◆ Named object pointing lines ◆
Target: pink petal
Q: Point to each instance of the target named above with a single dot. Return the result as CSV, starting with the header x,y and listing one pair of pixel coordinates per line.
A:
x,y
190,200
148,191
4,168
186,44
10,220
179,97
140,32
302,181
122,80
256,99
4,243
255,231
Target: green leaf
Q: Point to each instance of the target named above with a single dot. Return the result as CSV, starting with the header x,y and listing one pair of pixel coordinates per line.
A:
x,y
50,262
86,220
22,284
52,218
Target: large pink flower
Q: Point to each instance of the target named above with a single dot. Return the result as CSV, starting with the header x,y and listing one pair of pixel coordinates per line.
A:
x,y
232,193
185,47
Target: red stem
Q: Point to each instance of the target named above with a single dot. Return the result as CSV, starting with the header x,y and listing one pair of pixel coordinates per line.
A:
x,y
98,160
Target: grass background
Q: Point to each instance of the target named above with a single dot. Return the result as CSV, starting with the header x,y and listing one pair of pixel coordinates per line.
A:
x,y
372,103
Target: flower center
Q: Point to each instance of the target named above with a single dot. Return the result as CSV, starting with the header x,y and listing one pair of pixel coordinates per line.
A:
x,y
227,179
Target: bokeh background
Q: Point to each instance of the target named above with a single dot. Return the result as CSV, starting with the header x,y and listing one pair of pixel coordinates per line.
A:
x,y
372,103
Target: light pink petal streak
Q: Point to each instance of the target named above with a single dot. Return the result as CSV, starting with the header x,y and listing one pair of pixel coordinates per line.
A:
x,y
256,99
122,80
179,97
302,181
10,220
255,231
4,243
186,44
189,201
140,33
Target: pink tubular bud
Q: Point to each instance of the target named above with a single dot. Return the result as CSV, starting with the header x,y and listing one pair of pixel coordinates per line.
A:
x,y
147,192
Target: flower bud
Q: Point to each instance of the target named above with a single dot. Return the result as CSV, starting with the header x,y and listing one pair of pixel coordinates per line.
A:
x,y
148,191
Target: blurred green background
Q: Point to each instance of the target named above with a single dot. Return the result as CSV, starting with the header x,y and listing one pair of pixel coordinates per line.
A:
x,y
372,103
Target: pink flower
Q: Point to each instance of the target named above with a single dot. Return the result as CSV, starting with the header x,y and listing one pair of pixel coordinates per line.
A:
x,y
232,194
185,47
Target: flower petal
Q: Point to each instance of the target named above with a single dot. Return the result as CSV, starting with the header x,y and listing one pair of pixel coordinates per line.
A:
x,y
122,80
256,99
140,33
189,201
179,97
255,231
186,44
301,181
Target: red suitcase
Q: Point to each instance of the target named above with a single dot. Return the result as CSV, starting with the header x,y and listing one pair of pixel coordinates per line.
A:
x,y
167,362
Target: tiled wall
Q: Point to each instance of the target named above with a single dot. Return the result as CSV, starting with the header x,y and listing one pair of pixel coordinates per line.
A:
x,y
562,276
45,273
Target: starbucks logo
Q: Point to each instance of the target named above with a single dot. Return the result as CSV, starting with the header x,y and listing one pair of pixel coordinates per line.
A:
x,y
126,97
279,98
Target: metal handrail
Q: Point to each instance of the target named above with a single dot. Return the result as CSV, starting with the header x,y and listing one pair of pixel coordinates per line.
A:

◆ Task goal ◆
Scale the lines starting with the line that contains "Target: starbucks logo" and going on through the end of the lines. Reproduce them with their requests, but multiply every pixel coordinate in the answers by 0.95 and round it to a whole number, rounding halves up.

◆ Answer for the task ◆
Target: starbucks logo
Q: Point to each instance of the target named above with a single dot. Return the result as CSV, starting with the header x,y and listing one pair of pixel coordinates per line.
A:
x,y
120,92
265,93
Target: metal handrail
Q: Point to each instance of the target named above with a single dot. Return the result as CSV, starting with the header x,y and listing one pair of pixel coordinates per line.
A:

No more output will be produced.